Former Appalachian State University Chancellor John E. Thomas outside Appalachian State University’s John E. Thomas Hall. Photo by Mike Rominger

By Jan Todd

John E. Thomas, who served as Appalachian State University’s chancellor from 1979–93, died Thursday, Sept. 2, at the age of 90.

“Words cannot adequately express the profound impact the passing of Dr. John Thomas has on the Appalachian Community,” said App State Chancellor Sheri Everts. “He was the embodiment of what it means to be a Mountaineer: kind, service-oriented and community-focused.

“His legacy of innovation — and his strong belief that teaching and research work hand in hand — will be upheld on our campus for centuries to come. He will forever occupy a special place in my heart and in the heart of our campus community.”

As a former chancellor, Thomas is remembered for recruiting a first-rate faculty — believing that strong, effective teaching should be supported by research and community service. John E. Thomas Hall on App State’s campus is named in his honor.

Under his leadership, App State:

  • Established the university’s first doctoral program, in educational leadership.
  • Formalized international exchange programs in a dozen countries including China, Russia, Mexico and Costa Rica.
  • Introduced An Appalachian Summer Festival — an annual celebration of the performing and visual arts.
  • Initiated the public transportation system now known as the AppalCART.
  • Built AppalNet, originally an eight-channel campus cable system, and a campuswide audio, video and data system.
  • Grew enrollment from 10,179 in 1979–80 to 12,092 in 1992–93.

Thomas joined the staff of App State in 1974 as vice chancellor for academic affairs. He held a bachelor’s degree in electrical engineering from the University of Kansas, and a Juris Doctor in law.

He served in the Navy ROTC at the University of Kansas and in the Marine Corps during the Korean War. Prior to coming to App State, Thomas worked seven years as an engineer at NASA and served as a faculty member at East Texas State University, now known as Texas A&M University-Commerce.

After retiring as chancellor in 1993, he returned in 1994 to teach for the next decade in the Department of Management in App State’s Walker College of Business.

----------

» **Problems**:
(a) According to the article on John E. Thomas, in what field was App State's first doctoral program?
(b) From the article on John E. Thomas, output the passage from "John E. Thomas, who" up to and including "in his honor.".
(c) Rewrite the paragraph of the article on John E. Thomas that begins "He served in the Navy ROTC" as a short list, keeping its main facts.
The entries here are separate material, unrelated to the article.

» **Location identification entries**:
----------

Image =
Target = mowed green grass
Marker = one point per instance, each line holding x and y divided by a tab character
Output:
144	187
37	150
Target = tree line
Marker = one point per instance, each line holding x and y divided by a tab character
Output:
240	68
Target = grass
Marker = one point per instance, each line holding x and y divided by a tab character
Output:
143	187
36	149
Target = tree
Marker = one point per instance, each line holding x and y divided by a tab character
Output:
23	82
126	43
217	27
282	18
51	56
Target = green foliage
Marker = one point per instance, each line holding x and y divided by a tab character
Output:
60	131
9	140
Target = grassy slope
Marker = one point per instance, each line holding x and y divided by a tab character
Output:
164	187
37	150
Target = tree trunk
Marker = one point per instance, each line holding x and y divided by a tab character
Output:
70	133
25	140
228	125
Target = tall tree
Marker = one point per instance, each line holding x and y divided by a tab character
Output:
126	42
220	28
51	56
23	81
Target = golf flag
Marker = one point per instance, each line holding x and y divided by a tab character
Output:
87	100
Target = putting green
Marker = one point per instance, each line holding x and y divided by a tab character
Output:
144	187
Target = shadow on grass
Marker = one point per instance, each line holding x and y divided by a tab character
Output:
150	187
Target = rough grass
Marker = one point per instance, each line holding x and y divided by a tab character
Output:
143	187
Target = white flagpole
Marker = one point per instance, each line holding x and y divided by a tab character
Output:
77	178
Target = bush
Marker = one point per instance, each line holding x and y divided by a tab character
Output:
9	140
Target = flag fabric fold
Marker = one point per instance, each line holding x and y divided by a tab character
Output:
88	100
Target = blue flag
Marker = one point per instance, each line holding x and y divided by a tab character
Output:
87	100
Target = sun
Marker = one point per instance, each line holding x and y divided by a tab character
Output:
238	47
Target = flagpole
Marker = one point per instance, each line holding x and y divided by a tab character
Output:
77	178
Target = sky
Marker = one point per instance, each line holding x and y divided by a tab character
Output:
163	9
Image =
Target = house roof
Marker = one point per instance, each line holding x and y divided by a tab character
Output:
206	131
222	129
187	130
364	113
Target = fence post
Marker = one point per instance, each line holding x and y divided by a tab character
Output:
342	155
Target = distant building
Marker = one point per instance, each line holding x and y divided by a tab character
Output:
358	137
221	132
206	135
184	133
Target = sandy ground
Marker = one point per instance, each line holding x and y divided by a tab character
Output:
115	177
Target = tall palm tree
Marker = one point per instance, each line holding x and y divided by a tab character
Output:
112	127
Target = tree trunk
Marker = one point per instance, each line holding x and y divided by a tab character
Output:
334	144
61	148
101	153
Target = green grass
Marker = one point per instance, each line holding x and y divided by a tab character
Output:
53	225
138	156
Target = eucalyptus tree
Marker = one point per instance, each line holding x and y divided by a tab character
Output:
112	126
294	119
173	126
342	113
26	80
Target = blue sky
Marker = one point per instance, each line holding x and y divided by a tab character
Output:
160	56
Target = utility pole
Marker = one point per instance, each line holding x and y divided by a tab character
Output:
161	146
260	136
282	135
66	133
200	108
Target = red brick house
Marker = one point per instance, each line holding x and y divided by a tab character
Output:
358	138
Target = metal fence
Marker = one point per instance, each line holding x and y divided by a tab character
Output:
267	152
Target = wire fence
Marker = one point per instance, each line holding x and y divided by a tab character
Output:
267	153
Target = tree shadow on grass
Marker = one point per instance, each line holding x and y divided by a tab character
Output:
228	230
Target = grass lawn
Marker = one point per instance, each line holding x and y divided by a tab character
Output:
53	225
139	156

----------

» **Answers to the tasks**:
(a) Educational leadership.

(b)
John E. Thomas, who served as Appalachian State University’s chancellor from 1979–93, died Thursday, Sept. 2, at the age of 90.

“Words cannot adequately express the profound impact the passing of Dr. John Thomas has on the Appalachian Community,” said App State Chancellor Sheri Everts. “He was the embodiment of what it means to be a Mountaineer: kind, service-oriented and community-focused.

“His legacy of innovation — and his strong belief that teaching and research work hand in hand — will be upheld on our campus for centuries to come. He will forever occupy a special place in my heart and in the heart of our campus community.”

As a former chancellor, Thomas is remembered for recruiting a first-rate faculty — believing that strong, effective teaching should be supported by research and community service. John E. Thomas Hall on App State’s campus is named in his honor.

(c)
- Served in the Navy ROTC at the University of Kansas
- Served in the Marine Corps during the Korean War
- Worked seven years as an engineer at NASA before coming to App State
- Was a faculty member at East Texas State University, now Texas A&M University-Commerce